Las fuentes para hacerlo, ciertamente, no siempre abundan, pero tampoco escasean si sabe encontrárselas: están ante todo en las muchas y valiosas construcciones sobrevivientes, pero también en las indagaciones, tanto las de otros investigadores como las propias; en las crónicas de época y en los relatos de viajeros, dispersos en los viejos periódicos y compendiados en archivos y bibliotecas, así como en las experiencias que aún siguen vivas en la memoria de varios josefinos, quienes gustosamente me las han brindado en francas conversaciones y que luego, al cabo del tiempo, he podido verificar cruzando dicha información con otras fuentes.

Mas, por contenida en estos textos, he procurado que esa información no se volviera trama abstracta ni árido dato, pues no hace falta ser un historiador romántico para darles a los protagonistas de esos ‘hechos construidos’, el lugar que de por sí tienen en historia tan local y localizada como de la que aquí me ocupo. Por eso los protagonistas se citan por sus nombres, se vuelven personajes y muchas veces su vida es el hilo conductor de la anécdota contada, sin que por ello su presencia atente contra la rigurosidad del apunte histórico ni de la descripción técnica y estética de los edificios reseñados.

══════════════════════════════

• [TAREAS DEL EJERCICIO]:
A: Según el texto de origen, ¿dónde están ante todo las fuentes?
B: Presenta como lista numerada, sin líneas en blanco, el tramo de los registros que abre con su primera línea y cierra con la línea que contiene "x=330 y=310". Ambos extremos se incluyen.

• [SECCIÓN DE DATOS]:
══════════════════════════════

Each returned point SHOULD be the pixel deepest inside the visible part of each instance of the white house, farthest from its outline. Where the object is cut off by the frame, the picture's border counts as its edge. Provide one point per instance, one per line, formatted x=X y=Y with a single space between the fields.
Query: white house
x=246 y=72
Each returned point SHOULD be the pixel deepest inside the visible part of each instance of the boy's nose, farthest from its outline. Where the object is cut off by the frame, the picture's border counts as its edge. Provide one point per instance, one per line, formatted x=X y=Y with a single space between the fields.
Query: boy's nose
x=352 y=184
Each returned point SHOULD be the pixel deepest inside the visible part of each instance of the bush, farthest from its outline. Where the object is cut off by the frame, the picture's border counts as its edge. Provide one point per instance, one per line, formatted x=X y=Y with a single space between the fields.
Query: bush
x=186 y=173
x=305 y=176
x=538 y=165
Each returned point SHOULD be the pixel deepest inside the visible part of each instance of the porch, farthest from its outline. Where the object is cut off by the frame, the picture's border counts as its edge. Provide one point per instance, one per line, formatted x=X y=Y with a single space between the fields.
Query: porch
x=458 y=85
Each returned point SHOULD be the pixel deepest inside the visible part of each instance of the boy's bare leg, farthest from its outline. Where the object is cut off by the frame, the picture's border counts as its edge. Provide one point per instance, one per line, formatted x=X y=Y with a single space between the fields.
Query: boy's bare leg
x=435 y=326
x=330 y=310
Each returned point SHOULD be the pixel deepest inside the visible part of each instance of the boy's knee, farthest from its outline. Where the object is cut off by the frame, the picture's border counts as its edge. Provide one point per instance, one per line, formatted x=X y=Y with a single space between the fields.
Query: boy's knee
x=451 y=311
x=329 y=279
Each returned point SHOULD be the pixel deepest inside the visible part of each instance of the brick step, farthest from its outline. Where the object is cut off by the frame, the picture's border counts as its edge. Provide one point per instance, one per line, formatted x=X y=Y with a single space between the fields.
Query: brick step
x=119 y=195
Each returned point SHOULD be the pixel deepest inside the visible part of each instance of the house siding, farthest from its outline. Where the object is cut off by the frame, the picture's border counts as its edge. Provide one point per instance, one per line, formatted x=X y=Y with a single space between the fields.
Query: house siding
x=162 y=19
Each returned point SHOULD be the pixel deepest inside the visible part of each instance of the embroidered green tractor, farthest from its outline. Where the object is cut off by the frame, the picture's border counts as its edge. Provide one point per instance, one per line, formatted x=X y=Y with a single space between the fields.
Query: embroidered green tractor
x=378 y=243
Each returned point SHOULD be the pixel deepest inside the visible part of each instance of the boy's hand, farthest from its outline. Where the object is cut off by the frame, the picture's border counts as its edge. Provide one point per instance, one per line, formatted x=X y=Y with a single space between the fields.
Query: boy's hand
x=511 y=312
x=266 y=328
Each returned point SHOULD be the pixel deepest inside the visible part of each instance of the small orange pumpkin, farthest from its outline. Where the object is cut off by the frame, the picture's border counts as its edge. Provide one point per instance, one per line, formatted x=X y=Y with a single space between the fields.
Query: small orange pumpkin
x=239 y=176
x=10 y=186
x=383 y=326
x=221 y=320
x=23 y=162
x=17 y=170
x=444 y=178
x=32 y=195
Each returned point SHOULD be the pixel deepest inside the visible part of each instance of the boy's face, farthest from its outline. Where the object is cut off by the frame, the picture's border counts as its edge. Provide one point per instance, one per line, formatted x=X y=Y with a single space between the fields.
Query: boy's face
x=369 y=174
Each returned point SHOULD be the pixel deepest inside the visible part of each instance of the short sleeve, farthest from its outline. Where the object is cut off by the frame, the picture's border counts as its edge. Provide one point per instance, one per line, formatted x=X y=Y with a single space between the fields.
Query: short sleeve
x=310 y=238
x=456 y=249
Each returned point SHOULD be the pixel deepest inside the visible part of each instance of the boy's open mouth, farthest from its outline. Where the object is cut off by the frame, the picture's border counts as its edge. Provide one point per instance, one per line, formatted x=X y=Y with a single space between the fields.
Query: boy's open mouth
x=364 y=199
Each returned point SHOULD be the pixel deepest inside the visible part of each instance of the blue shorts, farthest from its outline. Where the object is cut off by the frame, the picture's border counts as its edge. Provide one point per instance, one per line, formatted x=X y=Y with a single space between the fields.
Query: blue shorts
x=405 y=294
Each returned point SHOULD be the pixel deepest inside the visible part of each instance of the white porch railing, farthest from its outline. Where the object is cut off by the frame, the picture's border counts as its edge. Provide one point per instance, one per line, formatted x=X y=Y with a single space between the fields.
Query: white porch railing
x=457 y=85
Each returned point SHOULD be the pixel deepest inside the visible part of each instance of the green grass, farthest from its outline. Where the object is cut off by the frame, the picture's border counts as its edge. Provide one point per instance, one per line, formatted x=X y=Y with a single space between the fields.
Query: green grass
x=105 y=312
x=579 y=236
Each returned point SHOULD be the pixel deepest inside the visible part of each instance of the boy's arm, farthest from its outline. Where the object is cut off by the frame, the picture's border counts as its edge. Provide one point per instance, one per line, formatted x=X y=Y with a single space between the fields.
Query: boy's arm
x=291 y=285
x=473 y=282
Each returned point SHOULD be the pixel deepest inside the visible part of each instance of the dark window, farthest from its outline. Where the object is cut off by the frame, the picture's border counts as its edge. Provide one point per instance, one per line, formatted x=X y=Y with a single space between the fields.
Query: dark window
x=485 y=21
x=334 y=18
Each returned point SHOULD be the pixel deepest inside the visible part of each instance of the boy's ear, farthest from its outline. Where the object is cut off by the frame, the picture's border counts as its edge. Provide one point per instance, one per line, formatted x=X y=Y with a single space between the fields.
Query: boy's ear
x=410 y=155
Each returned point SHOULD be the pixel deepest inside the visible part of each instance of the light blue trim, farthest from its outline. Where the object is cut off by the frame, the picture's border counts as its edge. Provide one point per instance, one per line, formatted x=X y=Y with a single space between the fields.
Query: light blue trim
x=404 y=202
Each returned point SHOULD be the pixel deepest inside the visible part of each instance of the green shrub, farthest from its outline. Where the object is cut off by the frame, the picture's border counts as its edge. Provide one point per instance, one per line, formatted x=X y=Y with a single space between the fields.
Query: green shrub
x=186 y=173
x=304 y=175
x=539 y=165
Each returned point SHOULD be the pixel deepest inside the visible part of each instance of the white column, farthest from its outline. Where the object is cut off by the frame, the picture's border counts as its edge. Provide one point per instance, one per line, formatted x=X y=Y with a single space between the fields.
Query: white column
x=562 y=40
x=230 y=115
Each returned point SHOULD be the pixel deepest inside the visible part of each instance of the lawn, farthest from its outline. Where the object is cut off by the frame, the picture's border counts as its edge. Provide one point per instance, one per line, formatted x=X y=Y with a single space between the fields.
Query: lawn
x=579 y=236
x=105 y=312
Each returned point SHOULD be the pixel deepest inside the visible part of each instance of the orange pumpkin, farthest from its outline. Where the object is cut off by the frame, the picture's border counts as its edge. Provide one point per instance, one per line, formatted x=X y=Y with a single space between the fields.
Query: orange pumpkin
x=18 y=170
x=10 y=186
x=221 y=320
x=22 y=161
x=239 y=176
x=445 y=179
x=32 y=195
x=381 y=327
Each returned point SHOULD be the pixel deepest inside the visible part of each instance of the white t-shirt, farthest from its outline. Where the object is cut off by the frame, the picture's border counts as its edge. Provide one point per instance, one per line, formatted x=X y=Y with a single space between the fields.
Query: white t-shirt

══════════════════════════════

• [RESPUESTAS]:
A: En las muchas y valiosas construcciones sobrevivientes.

B:
1. Each returned point SHOULD be the pixel deepest inside the visible part of each instance of the white house, farthest from its outline. Where the object is cut off by the frame, the picture's border counts as its edge. Provide one point per instance, one per line, formatted x=X y=Y with a single space between the fields.
2. Query: white house
3. x=246 y=72
4. Each returned point SHOULD be the pixel deepest inside the visible part of each instance of the boy's nose, farthest from its outline. Where the object is cut off by the frame, the picture's border counts as its edge. Provide one point per instance, one per line, formatted x=X y=Y with a single space between the fields.
5. Query: boy's nose
6. x=352 y=184
7. Each returned point SHOULD be the pixel deepest inside the visible part of each instance of the bush, farthest from its outline. Where the object is cut off by the frame, the picture's border counts as its edge. Provide one point per instance, one per line, formatted x=X y=Y with a single space between the fields.
8. Query: bush
9. x=186 y=173
10. x=305 y=176
11. x=538 y=165
12. Each returned point SHOULD be the pixel deepest inside the visible part of each instance of the porch, farthest from its outline. Where the object is cut off by the frame, the picture's border counts as its edge. Provide one point per instance, one per line, formatted x=X y=Y with a single space between the fields.
13. Query: porch
14. x=458 y=85
15. Each returned point SHOULD be the pixel deepest inside the visible part of each instance of the boy's bare leg, farthest from its outline. Where the object is cut off by the frame, the picture's border counts as its edge. Provide one point per instance, one per line, formatted x=X y=Y with a single space between the fields.
16. Query: boy's bare leg
17. x=435 y=326
18. x=330 y=310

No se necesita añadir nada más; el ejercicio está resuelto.